==== Estratto del documento ====

La guerra dunque è atto esistenziale estremo di carattere religioso, non politico, sebbene la politica, invertendo il rapporto stabilito da Clausewitz, possa esserne mezzo. Di questo c’è una controprova in Canetti. La politica è sicuramente gestione del conflitto, della massa doppia amico/nemico, ma non è guerra. E non lo è perché, mentre in guerra si tratta di uccidere, il conflitto politicamente regolato richiede imprescindibilmente l’esclusione della morte. Nelle pochissime ma illuminanti pagine che Canetti dedica al sistema parlamentare – evita volutamente di usare la parola democrazia, che maschererebbe la natura conflittuale del sistema – si sottolinea energicamente che il conflitto politico ha la struttura della guerra, essendo un rapporto ostile basato sulla forza, ma, a differenza della guerra vera, non produce morti, si fonda anzi sul fatto che nessuno muore.

«Il sistema bi-partitico del parlamento moderno si avvale della struttura psicologica di eserciti in battaglia. Questi ultimi nella guerra civile sono davvero presenti, seppure con riluttanza. Non si uccide volentieri la propria gente: un senso della stirpe agisce sempre contro le guerre civili cruente e di solito le conduce alla fine in pochi anni o ancor prima. Ma i due partiti del parlamento possono misurarsi più ampiamente. Essi combattono rinunciando ad uccidere»[xxx].

==== Estratti dei record ====

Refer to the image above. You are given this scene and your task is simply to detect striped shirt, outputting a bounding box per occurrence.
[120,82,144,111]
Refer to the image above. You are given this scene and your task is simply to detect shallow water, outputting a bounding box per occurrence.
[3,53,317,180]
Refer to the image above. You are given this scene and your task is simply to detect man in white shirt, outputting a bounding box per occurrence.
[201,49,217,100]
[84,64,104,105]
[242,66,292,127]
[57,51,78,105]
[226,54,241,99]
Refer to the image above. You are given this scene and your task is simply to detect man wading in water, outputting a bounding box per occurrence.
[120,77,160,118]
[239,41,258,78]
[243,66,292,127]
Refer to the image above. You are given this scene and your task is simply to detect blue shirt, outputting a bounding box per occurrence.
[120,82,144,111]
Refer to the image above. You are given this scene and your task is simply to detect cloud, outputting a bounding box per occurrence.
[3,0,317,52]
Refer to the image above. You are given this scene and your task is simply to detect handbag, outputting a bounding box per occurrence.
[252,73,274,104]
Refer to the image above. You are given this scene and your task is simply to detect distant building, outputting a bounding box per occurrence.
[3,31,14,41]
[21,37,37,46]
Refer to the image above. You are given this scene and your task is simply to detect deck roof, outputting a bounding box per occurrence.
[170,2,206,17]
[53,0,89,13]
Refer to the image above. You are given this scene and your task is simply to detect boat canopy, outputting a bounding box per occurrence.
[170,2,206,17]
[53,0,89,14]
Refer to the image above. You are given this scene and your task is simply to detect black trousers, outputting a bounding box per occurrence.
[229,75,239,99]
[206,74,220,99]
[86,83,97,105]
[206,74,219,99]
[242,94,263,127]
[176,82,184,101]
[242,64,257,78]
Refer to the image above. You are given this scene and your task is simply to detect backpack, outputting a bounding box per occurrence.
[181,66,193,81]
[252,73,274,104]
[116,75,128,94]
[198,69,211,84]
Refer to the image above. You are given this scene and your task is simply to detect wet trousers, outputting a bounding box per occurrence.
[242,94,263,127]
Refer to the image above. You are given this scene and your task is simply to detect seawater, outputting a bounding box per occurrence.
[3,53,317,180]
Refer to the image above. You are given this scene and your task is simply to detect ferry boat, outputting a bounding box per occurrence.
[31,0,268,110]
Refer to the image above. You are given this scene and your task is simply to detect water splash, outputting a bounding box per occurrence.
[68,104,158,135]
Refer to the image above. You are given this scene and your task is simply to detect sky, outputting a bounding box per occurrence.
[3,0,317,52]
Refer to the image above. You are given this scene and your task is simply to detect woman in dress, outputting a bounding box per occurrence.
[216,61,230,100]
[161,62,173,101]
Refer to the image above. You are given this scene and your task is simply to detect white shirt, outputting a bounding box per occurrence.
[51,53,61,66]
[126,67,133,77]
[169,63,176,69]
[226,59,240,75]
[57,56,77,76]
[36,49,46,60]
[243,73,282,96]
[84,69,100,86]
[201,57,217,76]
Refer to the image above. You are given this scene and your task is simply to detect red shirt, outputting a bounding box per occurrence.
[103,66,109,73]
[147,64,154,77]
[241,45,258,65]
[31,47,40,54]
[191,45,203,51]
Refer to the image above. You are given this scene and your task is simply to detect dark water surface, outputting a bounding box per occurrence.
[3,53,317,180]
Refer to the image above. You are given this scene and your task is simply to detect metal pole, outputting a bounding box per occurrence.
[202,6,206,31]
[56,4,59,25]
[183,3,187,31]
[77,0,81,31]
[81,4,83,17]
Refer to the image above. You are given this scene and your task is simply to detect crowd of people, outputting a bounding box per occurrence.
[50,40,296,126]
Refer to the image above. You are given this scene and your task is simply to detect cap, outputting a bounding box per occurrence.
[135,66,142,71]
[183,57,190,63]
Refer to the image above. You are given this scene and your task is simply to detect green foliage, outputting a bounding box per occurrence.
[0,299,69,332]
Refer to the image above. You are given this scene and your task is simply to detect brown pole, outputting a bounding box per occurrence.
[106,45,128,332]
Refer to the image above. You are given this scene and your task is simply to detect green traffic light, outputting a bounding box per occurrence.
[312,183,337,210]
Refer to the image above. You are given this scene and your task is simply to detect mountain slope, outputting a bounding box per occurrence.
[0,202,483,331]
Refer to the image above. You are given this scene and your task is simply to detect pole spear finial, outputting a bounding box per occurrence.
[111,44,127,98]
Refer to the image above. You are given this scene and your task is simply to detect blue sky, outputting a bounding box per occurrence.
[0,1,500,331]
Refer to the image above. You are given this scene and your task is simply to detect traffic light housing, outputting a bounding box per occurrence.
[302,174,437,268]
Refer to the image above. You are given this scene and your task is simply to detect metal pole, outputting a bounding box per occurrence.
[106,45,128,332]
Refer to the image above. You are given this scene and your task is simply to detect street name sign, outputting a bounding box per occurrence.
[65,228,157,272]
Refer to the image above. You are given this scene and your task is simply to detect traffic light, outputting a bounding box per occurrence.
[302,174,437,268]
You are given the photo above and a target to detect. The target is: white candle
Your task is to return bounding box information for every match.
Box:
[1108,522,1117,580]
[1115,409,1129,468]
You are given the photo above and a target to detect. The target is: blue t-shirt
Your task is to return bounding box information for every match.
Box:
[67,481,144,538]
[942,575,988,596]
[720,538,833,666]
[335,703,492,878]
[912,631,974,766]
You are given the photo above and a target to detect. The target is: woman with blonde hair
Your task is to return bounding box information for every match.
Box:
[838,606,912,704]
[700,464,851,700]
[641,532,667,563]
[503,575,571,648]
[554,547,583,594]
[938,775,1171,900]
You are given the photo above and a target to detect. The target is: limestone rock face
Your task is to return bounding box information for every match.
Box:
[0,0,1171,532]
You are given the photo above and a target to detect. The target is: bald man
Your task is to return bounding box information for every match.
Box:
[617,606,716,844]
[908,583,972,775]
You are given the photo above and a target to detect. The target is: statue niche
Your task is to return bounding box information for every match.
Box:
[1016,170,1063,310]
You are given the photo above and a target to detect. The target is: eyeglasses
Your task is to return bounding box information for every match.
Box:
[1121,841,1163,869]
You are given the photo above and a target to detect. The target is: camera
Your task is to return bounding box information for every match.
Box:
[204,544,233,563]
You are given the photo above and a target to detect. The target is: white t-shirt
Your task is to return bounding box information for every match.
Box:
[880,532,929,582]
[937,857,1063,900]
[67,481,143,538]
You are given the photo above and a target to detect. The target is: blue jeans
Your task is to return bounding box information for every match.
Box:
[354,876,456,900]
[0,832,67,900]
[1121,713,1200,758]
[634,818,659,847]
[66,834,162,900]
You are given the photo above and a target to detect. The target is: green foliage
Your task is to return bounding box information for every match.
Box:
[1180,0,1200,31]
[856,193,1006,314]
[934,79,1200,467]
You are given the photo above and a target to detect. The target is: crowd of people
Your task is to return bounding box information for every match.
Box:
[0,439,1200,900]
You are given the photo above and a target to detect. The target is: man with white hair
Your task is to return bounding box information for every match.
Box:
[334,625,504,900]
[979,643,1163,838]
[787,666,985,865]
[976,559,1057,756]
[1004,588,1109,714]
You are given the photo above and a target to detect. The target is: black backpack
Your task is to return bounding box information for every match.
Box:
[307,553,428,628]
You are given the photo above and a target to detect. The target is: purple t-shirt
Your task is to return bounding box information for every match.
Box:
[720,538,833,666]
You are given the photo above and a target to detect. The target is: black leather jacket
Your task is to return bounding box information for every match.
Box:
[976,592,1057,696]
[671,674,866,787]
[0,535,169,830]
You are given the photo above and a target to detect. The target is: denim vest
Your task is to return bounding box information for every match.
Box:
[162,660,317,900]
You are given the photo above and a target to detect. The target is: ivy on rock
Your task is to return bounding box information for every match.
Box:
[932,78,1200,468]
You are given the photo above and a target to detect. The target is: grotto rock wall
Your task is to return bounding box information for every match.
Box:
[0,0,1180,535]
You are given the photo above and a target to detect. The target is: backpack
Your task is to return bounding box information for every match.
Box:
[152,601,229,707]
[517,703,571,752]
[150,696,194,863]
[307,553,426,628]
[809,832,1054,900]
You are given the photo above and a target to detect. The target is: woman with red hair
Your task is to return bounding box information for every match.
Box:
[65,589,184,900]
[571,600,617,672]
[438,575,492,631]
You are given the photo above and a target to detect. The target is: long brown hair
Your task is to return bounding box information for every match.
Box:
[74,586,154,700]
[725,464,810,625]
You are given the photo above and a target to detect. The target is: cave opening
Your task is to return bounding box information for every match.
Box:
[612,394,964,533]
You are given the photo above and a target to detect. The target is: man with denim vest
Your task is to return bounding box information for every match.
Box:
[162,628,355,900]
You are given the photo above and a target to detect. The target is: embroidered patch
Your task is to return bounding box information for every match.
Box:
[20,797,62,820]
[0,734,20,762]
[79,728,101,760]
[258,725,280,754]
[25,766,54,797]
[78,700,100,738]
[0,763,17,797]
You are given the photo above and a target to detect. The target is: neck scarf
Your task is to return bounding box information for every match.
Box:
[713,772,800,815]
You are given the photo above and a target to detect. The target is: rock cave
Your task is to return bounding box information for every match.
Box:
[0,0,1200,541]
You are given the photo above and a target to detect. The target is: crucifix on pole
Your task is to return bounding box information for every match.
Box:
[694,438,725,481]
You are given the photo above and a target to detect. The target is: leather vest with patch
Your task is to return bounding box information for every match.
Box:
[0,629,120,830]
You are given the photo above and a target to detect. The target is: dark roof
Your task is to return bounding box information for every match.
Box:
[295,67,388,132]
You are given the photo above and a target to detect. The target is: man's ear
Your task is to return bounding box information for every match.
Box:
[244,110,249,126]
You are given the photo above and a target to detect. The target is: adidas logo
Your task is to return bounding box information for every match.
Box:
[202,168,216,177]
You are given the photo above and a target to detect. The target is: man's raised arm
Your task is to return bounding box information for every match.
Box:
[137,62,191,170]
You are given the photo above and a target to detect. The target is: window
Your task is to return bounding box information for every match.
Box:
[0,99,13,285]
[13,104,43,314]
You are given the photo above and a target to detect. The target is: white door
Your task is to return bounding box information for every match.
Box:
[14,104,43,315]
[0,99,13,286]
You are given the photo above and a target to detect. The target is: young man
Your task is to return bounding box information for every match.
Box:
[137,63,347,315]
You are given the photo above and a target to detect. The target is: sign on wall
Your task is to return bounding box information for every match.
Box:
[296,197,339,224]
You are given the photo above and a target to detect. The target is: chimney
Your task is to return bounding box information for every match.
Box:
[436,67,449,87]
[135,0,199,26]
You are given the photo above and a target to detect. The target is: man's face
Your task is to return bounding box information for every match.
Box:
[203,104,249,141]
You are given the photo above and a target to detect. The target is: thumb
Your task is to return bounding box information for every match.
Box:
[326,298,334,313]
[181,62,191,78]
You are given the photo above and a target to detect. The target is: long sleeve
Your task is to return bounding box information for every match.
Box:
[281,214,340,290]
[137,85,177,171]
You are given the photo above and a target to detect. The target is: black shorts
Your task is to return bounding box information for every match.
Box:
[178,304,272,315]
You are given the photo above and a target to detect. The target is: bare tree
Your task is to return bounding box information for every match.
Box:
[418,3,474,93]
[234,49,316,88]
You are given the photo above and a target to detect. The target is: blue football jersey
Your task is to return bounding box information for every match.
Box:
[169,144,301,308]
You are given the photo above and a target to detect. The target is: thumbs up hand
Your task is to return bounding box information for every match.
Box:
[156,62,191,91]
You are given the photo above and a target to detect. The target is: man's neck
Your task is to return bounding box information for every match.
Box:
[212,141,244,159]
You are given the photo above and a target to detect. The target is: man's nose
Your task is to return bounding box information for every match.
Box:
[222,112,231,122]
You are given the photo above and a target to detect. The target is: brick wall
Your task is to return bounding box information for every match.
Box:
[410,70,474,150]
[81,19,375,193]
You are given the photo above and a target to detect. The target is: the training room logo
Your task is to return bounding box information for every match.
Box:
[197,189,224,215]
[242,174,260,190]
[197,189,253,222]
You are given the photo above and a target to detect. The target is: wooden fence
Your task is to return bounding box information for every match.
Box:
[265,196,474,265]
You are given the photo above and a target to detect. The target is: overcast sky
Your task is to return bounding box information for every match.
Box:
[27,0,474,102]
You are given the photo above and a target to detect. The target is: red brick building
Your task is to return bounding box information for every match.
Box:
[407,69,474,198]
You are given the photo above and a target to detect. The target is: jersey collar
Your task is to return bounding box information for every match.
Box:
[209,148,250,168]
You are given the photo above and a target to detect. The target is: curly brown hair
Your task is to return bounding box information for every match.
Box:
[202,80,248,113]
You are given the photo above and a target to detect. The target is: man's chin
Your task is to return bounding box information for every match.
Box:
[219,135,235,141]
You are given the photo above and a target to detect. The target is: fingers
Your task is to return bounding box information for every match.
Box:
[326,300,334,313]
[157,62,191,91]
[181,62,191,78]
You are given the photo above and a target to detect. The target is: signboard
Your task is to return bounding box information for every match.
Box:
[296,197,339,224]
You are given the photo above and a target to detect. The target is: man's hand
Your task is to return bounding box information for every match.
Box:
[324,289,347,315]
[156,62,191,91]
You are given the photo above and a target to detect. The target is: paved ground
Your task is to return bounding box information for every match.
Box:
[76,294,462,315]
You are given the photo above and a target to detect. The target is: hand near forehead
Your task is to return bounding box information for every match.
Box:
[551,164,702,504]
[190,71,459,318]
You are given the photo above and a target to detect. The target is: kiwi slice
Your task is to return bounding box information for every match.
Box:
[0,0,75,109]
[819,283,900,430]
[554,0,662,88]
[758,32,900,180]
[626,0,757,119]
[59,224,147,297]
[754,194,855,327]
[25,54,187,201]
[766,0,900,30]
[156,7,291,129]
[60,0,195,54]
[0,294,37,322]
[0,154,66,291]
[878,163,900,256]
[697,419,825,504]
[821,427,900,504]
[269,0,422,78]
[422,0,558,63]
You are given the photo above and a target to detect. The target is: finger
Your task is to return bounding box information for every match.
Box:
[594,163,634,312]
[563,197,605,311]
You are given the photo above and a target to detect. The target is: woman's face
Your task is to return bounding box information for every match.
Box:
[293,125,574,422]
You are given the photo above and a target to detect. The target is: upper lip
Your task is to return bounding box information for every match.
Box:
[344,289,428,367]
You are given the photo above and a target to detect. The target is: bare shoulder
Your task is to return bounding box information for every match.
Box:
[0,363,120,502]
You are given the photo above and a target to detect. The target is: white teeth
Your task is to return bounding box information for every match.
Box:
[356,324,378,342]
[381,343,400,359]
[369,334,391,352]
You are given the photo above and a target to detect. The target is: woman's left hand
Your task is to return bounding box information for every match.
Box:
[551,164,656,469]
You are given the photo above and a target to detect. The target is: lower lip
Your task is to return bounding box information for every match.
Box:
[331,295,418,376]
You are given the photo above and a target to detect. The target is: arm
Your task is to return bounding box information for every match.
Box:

====

● Compito
Riprendi il testo su guerra e conflitto politico in Canetti e proseguilo dopo l'ultima frase riportata.

● La risposta
«Il conflitto politico, all’interno del parlamento, assomiglia a una battaglia. È uno scontro tra gruppi contrapposti, scontro anche assai duro e senza nessuna disponibilità a mediazioni o accordi, in cui non esiste modo di determinare chi abbia ragione e chi torto. La sola regola che consente di superare di volta in volta lo scontro giungendo a una decisione – e garantendo dunque l’ordine interno della convivenza politica – è, come in guerra, la forza. Si contano i voti, vince chi ne ha di più. Ma nessuno ha perdite, i morti non ci sono.

In una votazione parlamentare non c’è altro da fare che verificare sul posto la forza di ambedue i gruppi. Non è sufficiente conoscerla a priori. Un partito può avere 360 deputati, l’altro solo 240: la votazione rimane determinante come il momento in cui davvero ci si misura. È una sopravvivenza dello scontro cruento, che si compie in molteplici modi: con la minaccia, l’oltraggio, l’eccitazione fisica, la quale può perfino spingere a picchiare o a lanciare oggetti. Ma il conteggio dei voti segna la fine della battaglia. Si deve riconoscere che 360 uomini hanno vinto su 240. La massa dei morti resta interamente fuori del gioco. All’interno del parlamento non ci devono essere morti»[xxxi].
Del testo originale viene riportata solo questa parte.